** Exercise **
Write the next portion of the blog post about the sixth or seventh major mass extinction and being a Green, starting right after its final sentence.

** Extract **
Sunday, February 13, 2011

Sixth / Seventh Major Mass Extinction: why I'm a Green.

An edited version of this post is featured on Witchvox in May, 2011:

I wrote this post in response so many of the articles appearing now that undeniably prove our ecosystem is swiftly tiling into something our species has never experienced and has little chance of surviving. It also serves to explain my motives for why I have always been a Green witch, even before I joined the Green Party, and why I fight so hard to make the Green Party policies around the world a reality.

When I was training as a petroleum engineer in University in the late 80's, we were already referring to the present era as the "Seventh (or Sixth) Major Mass Extinction".  (There is some debate in the Earth Sciences whether there have been five or six mass extinctions in the fossil record. There are hundreds of minor mass extinctions in the past, of course, and it is a case of scale, or percentage, to call some periods major mass extinction events or just hiccups. I've always been of the Six Major Mass Extinction School myself... )  However, the evidence has been in for decades about the species loss rate, and geologists have known about it for all that time. Why the data is finally making it out now instead of earlier is the same reason that that 'climate change' or peak oil didn't hit the public radar until a few years ago: because laypersons, especially government, simply won't believe it. So when I was in Earth Sciences, I learned back then what would most likely happen around the world when peak oil, climate change and mass extinction met, and I took particular interest in the extrapolations for Canada.  We studied the current climate change and peak oil as simply a reality in the 80's. The current models that prominent scientists are now announcing are the scaled down versions, by the way. It's much worse than that, and will happen far faster. That's why mass extinctions are called 'events.' Because they happen so fast.

Climate change and peak oil are theories the way evolution and gravity are called theories: so that it can be changed or thrown out in the unlikely event that data shows up to contradict it, but we need to act as though it is a proven fact. We know about how climate change works because paleoclimatologists have spent over a century, using better and more sophisticated techniques, studying how our climates have altered in the past, and correlating them with carbon and oxygen in the atmosphere, temperature, and compared wind speed, storm frequency and strengths, and other factors. The earth's climate is always altering, only never before due to intelligent intervention as far as we know, and the fossil record shows clearly what will happen when dramatic shifts occur in atmospheric carbon and other factors.

** Data records **
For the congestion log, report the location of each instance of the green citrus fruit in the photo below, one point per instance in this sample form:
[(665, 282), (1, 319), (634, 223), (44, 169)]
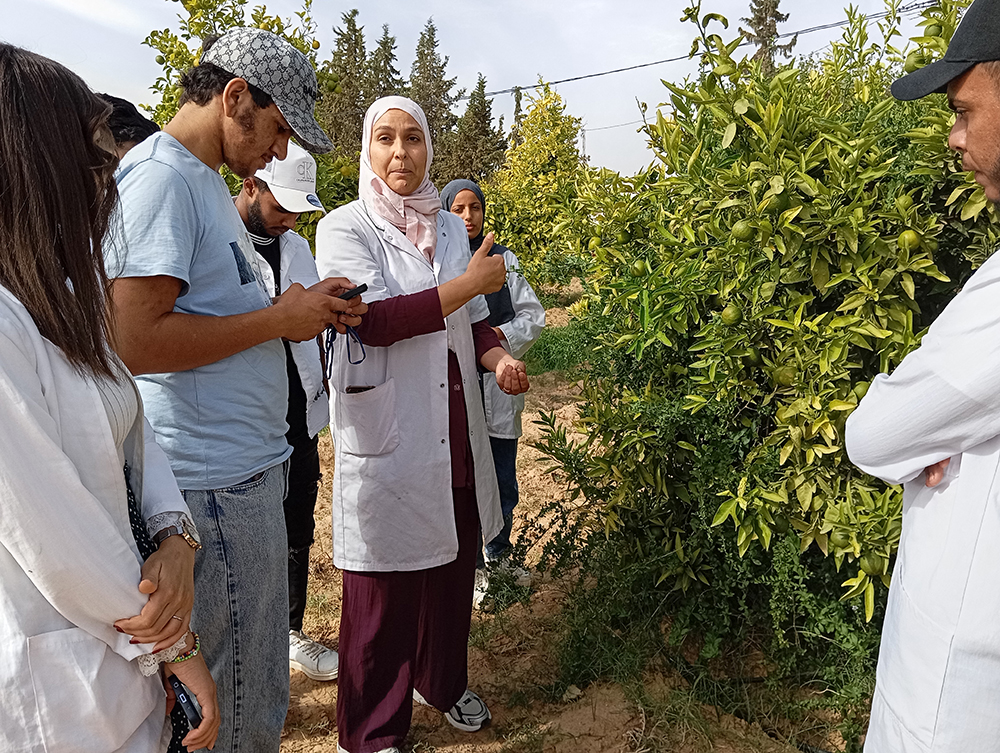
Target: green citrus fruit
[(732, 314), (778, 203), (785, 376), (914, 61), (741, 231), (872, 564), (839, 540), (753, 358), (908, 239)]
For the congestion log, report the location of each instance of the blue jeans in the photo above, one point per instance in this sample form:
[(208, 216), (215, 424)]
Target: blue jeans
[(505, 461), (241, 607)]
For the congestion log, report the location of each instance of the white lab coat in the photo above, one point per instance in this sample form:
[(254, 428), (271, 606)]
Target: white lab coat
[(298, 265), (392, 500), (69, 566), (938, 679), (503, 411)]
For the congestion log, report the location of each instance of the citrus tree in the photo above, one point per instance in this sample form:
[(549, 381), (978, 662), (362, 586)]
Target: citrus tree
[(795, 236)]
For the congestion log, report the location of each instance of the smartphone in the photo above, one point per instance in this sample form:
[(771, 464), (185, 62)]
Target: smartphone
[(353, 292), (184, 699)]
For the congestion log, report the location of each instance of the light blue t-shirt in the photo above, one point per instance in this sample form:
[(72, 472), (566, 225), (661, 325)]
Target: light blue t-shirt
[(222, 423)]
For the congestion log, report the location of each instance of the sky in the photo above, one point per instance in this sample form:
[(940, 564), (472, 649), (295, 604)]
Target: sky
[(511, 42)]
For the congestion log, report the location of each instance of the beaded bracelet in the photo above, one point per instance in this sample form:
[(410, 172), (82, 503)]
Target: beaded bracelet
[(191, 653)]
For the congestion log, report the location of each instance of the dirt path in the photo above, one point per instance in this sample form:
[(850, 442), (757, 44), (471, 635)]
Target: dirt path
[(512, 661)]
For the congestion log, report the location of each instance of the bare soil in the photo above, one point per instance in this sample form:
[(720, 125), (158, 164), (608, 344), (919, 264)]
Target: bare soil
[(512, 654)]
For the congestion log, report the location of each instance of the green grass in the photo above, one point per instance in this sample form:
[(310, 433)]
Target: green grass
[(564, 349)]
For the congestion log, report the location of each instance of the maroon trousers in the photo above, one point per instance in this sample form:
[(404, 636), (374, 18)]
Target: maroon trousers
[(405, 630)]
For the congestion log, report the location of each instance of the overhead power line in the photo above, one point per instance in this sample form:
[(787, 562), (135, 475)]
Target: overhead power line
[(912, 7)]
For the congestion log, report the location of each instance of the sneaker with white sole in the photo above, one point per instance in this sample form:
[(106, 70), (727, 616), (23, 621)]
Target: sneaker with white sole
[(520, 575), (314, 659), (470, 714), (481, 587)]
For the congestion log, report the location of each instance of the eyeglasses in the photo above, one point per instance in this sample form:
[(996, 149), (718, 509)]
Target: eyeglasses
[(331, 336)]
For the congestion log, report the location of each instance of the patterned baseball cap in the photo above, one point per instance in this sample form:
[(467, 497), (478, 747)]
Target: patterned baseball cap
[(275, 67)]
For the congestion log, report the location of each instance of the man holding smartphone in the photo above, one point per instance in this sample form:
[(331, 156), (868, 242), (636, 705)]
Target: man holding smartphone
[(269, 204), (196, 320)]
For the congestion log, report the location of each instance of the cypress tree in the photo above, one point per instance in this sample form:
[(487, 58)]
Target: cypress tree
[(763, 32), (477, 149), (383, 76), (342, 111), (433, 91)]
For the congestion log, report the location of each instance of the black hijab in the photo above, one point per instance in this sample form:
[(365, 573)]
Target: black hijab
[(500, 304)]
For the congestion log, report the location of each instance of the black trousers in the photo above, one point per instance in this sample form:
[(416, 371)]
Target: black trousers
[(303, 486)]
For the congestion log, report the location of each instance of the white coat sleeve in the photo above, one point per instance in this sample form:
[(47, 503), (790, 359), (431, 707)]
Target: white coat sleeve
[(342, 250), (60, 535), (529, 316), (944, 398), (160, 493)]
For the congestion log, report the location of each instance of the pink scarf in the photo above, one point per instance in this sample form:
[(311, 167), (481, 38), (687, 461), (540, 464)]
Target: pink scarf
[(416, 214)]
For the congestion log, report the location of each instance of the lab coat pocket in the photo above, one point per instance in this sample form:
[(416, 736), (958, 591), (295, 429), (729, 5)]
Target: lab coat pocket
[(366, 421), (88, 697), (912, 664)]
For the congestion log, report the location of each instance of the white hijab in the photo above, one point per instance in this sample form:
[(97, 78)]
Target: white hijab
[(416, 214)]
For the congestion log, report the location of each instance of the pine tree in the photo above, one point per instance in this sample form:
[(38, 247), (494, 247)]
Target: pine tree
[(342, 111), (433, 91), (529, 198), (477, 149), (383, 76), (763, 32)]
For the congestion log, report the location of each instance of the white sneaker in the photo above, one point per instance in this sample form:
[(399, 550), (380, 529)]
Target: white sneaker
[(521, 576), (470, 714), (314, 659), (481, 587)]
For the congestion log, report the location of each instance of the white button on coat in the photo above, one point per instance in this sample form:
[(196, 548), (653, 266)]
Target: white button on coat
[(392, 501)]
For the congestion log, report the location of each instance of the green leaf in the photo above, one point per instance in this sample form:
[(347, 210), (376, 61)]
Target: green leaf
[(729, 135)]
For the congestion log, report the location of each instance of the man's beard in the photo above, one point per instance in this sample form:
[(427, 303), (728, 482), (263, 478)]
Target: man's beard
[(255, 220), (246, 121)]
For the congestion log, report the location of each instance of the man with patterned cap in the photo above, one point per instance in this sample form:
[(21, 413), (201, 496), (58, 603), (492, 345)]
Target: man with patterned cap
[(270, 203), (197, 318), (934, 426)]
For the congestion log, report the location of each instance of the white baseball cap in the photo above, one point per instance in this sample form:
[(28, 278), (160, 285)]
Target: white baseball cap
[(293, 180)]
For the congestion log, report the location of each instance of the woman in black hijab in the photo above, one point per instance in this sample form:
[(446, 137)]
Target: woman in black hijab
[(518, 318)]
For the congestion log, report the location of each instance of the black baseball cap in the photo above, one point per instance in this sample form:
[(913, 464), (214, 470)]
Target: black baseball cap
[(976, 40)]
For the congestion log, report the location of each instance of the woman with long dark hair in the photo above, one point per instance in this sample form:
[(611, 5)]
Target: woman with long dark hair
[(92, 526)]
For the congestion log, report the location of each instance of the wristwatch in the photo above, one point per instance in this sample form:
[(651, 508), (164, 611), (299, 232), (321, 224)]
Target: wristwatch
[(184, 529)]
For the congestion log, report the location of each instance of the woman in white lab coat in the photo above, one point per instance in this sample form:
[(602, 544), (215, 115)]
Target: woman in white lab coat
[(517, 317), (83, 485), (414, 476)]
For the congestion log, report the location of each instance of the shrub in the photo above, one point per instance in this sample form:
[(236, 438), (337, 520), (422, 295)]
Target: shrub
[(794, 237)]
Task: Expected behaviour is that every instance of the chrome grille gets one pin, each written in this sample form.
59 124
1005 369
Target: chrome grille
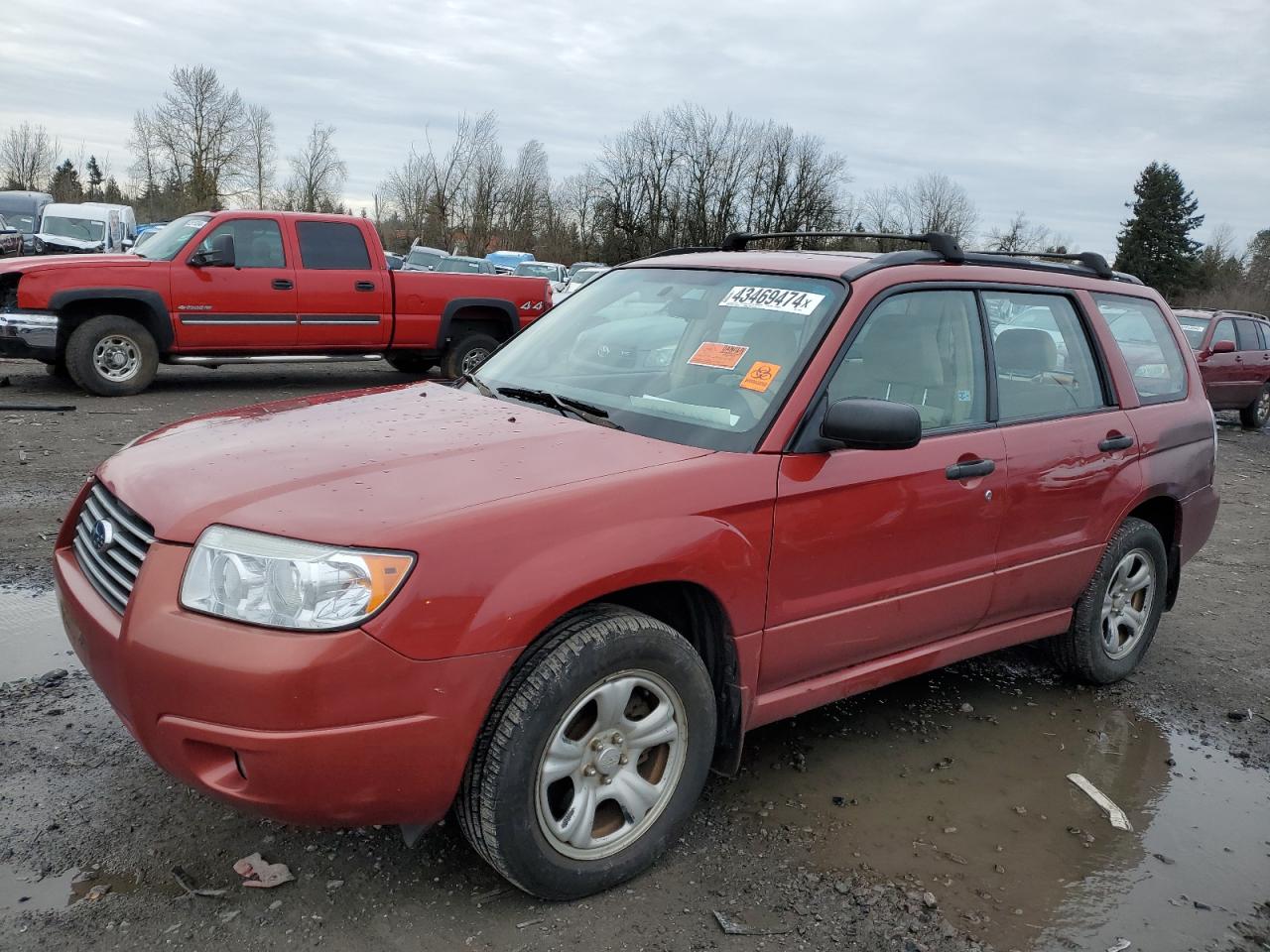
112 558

** Expected answer **
From such data, we also know that, once started, major mass extinctions, like climate change, are extremely hard to stop. When key species are destroyed, or even extremely reduced - they don't have to all die off to have a catastrophic effect - then the Domino Effect devastates whole areas. When it affects a large part of the planet and many, varied species, it's a major mass extinction event.

What most scientists haven't pointed out is that major mass extinctions leave usually less than 20% of the general population alive, mostly small animals. No large creatures survive a major mass extinction, since everything at the top of the food chain is destroyed. Now. I want you to imagine what this place will look like with nearly 80% of species gone, and no large or medium animals at all. Everything around you. All those plants, oh, except for that type of bush. And that bug. There are lots of those left. Oh, there is one type of river critter left, but humans can't eat it. That's why it's still around. 1 ,

Now, humans are at the top of the food chain (well, usually, but you get the idea) of a very species rich and diverse ecosystem, and as such, have very specific and complex nutritional needs. We are not a 'robust' species compared to, say, rats, for example, which can survive and thrive on just about anything. If you change our salt, humans get goiter and die. If we go even a few months without fresh plant material, and the correct ones, we get scurvy and die. You get the idea... So. With less than 20% of species remaining, how you will meet your nutritional needs? With no bees to pollinate our crops? Or hunt with no large or even medium sized animals left? We haven't physically adapted since discovering fire, except maybe in places like the far North where humans became carnivores to meet their needs, but that was after 30,000 years of everyone who couldn't survive on just meat dying slow, painful deaths, and unable to have children that could survive. *That's* what physically adapting means.

And don't think we can breed and adapt quickly enough if the environment changes as fast as we know it can. Speaking as someone who gave birth twice, it isn't easy, and it takes years before a child can fend for itself. Even with full time sexuality, we breed far more like whales or elephants or bears than rabbits or cats and dogs, and look how fast whales and elephants and bears become endangered, how vulnerable they are, and how long it takes to recover their numbers when devastated... Oh, yes, much of their population reduction has not only been due to habitat destruction; human hunting has played a large role. But that factor will affect our numbers as well. Wars? Those petty little skirmishes over boarders and territory and resources? That was nothing. Think about what will happen when resources aren't just scarce-they are going extinct. And increasing our defence budget won't help. In the end, those resources will still disappear, and the climate change will still wipe out nearly every species alive.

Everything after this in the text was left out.